Stated task: Rewrite every one of the items below, changing "annotate" to "mark" and leaving everything else as it is. Do not include the pictures.
===== Data supplied =====
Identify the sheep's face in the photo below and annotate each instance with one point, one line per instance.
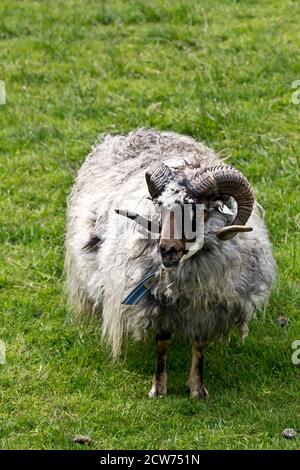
(189, 223)
(195, 207)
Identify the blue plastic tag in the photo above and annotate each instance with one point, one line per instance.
(138, 293)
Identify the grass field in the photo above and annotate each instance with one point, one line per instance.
(221, 71)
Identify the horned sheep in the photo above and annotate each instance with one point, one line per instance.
(200, 287)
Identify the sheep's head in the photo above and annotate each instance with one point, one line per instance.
(195, 206)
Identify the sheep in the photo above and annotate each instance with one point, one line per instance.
(199, 287)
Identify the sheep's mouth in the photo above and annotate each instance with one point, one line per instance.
(171, 261)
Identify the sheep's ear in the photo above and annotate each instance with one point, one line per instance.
(226, 233)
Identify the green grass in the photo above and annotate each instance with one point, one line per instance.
(221, 71)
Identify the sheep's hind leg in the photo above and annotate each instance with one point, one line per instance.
(159, 382)
(195, 383)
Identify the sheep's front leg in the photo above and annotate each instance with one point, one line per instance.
(195, 383)
(159, 383)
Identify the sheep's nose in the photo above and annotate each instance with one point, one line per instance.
(171, 251)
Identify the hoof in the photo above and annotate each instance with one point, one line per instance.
(200, 392)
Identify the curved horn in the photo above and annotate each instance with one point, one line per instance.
(227, 180)
(156, 178)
=====
Finished exercise:
Identify the sheep's face in the photo below and mark each instance with one point, one line per instance.
(189, 223)
(195, 207)
Identify the blue plastic tag in the photo above and mark each instance with one point, one line per instance.
(138, 293)
Identify the grass field in the photo above and mark each instance with one point, one line per instance.
(221, 71)
Identify the horned sheep in the photo above and mark each instance with one point, one line per instance.
(200, 287)
Identify the sheep's head in the photo above and mark each instance with one point, one line per instance.
(195, 206)
Identify the sheep in the photo above and mark each instance with one point, one line per instance.
(199, 287)
Identify the sheep's mouth in the photo above and mark each instance with one point, one line per instance.
(171, 261)
Identify the sheep's ear in the photo above and mark each instance with one point, one line per instance.
(226, 233)
Identify the green grass in the photo above and mark each instance with one point, one line per instance.
(221, 71)
Identify the sheep's hind leg in the photo above and mark each instance with one point, one line per instance.
(159, 382)
(195, 383)
Identify the sheep's front leg in the photo above and mark each instance with one point, one line per instance.
(195, 383)
(159, 383)
Identify the sheep's nose in the photo above and mark each instance with one point, one line per instance.
(171, 251)
Identify the hoof in the photo above and mark each instance with one point, one line per instance.
(200, 392)
Identify the curved horn in the photo above and mark each instance with one point, one line per instance.
(227, 180)
(156, 178)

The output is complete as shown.